<<<<
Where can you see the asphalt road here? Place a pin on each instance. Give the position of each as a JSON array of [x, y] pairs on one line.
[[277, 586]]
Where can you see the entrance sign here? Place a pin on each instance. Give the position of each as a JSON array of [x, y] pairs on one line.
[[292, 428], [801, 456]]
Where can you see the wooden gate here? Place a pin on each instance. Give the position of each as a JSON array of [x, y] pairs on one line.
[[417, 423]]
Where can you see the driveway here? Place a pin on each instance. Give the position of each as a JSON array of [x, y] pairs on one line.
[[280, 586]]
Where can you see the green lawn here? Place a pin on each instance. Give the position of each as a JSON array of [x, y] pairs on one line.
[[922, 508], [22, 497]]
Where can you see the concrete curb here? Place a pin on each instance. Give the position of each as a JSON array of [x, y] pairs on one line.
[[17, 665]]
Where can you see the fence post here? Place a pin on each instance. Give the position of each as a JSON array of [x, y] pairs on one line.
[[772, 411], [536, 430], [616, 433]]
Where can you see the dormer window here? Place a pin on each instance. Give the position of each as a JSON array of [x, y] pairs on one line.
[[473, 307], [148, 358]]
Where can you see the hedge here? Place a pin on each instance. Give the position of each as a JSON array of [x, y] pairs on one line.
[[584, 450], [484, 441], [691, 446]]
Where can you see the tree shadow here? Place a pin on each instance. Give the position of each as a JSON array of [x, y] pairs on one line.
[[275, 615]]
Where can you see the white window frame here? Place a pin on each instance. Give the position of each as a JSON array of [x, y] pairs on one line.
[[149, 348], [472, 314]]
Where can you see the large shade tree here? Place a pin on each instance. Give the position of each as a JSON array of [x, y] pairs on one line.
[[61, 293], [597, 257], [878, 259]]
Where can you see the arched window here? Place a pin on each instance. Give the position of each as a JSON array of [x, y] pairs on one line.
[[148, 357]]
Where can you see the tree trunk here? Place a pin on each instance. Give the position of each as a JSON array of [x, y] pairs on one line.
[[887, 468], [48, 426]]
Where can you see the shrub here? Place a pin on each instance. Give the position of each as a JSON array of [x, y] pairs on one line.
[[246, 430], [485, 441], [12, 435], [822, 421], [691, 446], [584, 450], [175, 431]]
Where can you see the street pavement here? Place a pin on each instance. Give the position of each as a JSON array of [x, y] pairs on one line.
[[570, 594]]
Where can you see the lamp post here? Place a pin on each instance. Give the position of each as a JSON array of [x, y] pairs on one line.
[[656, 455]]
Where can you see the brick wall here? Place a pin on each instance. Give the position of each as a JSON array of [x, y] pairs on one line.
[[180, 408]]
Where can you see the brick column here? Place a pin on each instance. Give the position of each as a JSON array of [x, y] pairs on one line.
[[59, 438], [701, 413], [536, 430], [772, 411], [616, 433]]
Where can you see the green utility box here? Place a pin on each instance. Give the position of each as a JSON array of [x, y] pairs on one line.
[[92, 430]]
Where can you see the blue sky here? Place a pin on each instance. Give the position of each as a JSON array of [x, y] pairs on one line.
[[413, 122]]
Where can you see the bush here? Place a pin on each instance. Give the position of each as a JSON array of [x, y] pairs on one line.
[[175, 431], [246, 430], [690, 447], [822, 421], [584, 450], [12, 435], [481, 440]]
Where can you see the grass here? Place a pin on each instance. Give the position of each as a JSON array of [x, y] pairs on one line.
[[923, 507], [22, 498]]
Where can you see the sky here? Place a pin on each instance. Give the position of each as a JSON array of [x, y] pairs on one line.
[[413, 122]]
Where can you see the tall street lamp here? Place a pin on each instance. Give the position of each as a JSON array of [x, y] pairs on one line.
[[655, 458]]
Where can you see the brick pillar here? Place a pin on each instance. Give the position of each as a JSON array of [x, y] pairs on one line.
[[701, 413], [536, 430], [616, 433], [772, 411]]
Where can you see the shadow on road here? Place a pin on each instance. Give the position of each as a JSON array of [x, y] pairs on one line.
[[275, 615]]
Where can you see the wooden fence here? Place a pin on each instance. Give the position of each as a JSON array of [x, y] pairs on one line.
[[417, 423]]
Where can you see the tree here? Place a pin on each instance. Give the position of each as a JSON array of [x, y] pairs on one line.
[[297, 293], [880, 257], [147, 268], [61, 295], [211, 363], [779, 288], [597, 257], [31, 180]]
>>>>
• **Objective**
Can you copy out the full listing above word for word, line by line, with nothing added or changed?

• **The output**
Where can you see the asphalt road here? Place a pin on each instance. Give the position of each as a JSON array of [x, y] pairs on one line.
[[277, 586]]
Where can you see the entrance sign here? Place a pin on each instance. Give the position of each as a JSON array of [x, y] pairs on one line.
[[292, 428], [801, 456]]
Where can you see the wooden gate here? Place a pin on each instance. Give the position of each as a JSON array of [x, y] pairs on one line.
[[417, 423]]
Where can you see the driveway here? Place a pin on each instance. Give the position of each as a JSON array of [x, y] pairs on one line.
[[280, 586]]
Where can you see the green lawn here? Place a pin on each instance. Give the position of each as a JSON array of [x, y] pairs on one line.
[[922, 508], [22, 497]]
Where can you see the concrete curb here? Place a pin on each instance. Give the position of each as a JSON array of [x, y] pairs on one line.
[[17, 665]]
Where can you see the fence post here? Place a pin on each instance. Give the position of each as a JSON array of [x, y] pairs on one line.
[[772, 411], [536, 430], [616, 433]]
Where can you see the dormer window here? Place a pin on each instance. Give the position of each as a JSON array of [x, y] pairs on one line.
[[473, 307], [148, 358]]
Where can you see the hedge here? Place a pin on each instance. Give the position of each as a JSON array of [x, y] pairs on one line.
[[584, 450], [484, 441], [691, 446]]
Where can you see the tree shadow here? Place a pin on each instance. Give the position of each as a JSON array of [x, y] pairs on one line.
[[275, 615]]
Where can you see the white window frame here? Place a pin on each instance. Give the position of each as a JSON array of [x, y] pairs on one line.
[[149, 348], [472, 314]]
Where can you see the large shade tree here? Place a pin on each instance. Give the position of each as a JSON array of [x, y] pairs on one line.
[[61, 293], [597, 257], [878, 259]]
Where can you see the arched window here? Place a pin on each instance. Give the position of each as a JSON array of [x, y] pairs on one line.
[[148, 357]]
Where can you see the tree trunk here? Place a pin on each instance. Give the position of each as a JSON array of [x, y] pairs on one line.
[[887, 468], [48, 426]]
Where can you see the shrub here? Place a pin on each instance. Give the position of each as a JSON array of [x, y] pairs on one line.
[[246, 430], [485, 441], [12, 435], [822, 421], [691, 446], [584, 450], [175, 431]]
Where can you see the street pavement here? Place a pin on each instance. Give the position of each as a JSON array of [x, y] pairs on one line.
[[570, 594]]
Where can you see the lamp post here? Place a pin on each instance. Give the position of each as a JSON array of [x, y] pairs on one line.
[[656, 455]]
Where can you see the brick wall here? Place a pin on each instance. Give the position of each as a JSON array of [x, y] pairs on one line.
[[180, 408]]
Where can you see the brick column here? Place a pin on each instance. Give the position of each as a JSON array of [x, y] pairs on one line.
[[59, 438], [701, 413], [536, 430], [772, 411], [616, 433]]
Where can you see the green utility box here? Place a pin on each instance. Give the position of each as a JSON array of [x, y] pairs on one line.
[[92, 430]]
Where can you see the blue sky here? Place a pin on each instance. Give the position of each as a JSON array of [x, y] pairs on one line.
[[413, 122]]
Where can you see the bush here? Place a pin on each instance. Give the position of each as a JSON array of [x, y] pairs on one line.
[[175, 431], [246, 430], [690, 447], [822, 421], [584, 450], [12, 435], [481, 440]]
Where can you see the grass here? Place a pin on each instance. Give the position of each as a JSON array of [x, y] pairs on one line.
[[923, 507], [22, 498]]
Where can you see the sky here? Place a pin on each instance. Give the position of each as a JSON array of [x, y] pairs on one line.
[[413, 122]]
Where can you see the tall street lamp here? Place a pin on each instance. Give the position of each as a JSON array of [x, y] pairs on one line.
[[655, 458]]
Where can you see the brick pillar here? Place a pin on each instance. Give the position of each as a JSON array of [x, y] pairs on one line.
[[701, 413], [536, 430], [616, 433], [772, 411]]
Where can you see the shadow on road here? Place a pin on each instance. Give the position of each as a JSON array of [x, y] pairs on one line.
[[275, 615]]
Where can you see the wooden fence here? Place a pin on each instance. Give the position of each as a JSON array of [x, y] pairs on one line.
[[417, 423]]
Where can you see the tree here? Place a pin on each instance. Give the position of each as a JSON array of [x, y] pairs on one line.
[[297, 293], [880, 257], [147, 268], [61, 295], [211, 363], [779, 288], [597, 257], [31, 180]]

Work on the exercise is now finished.